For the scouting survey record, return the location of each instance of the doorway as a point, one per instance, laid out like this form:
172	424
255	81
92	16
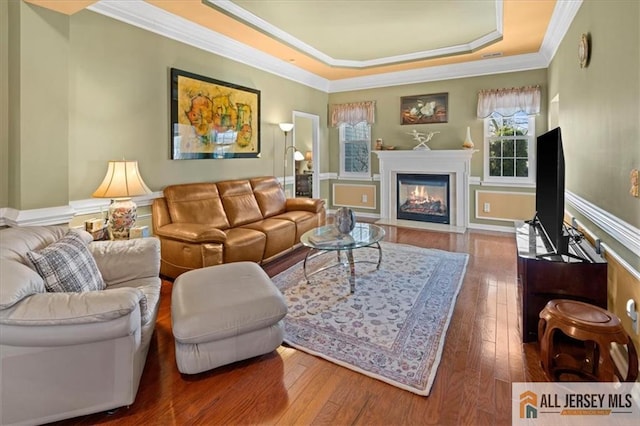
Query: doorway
306	139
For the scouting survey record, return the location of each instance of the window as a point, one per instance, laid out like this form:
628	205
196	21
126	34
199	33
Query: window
355	154
509	155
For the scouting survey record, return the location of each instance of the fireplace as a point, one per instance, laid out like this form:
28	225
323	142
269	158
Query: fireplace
423	197
454	163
● ● ● ●
Brief » With the pictures removed, return the full listing exactly as given.

Solved exercise »
For the scouting survey record, return the location of each instance of the doorway as a point, one per instance, laid out like this form:
172	424
255	81
92	16
Query: doorway
306	139
For the scouting survey record, return the location of each instance of the window as a point, one per instance, laid out like this form:
628	205
196	21
126	34
199	33
Query: window
355	154
509	155
For the scouting survey record, return the location of each instance of the fireplace as a point, one per instance, laid out like this form:
28	225
323	142
269	158
Query: fireplace
423	197
454	163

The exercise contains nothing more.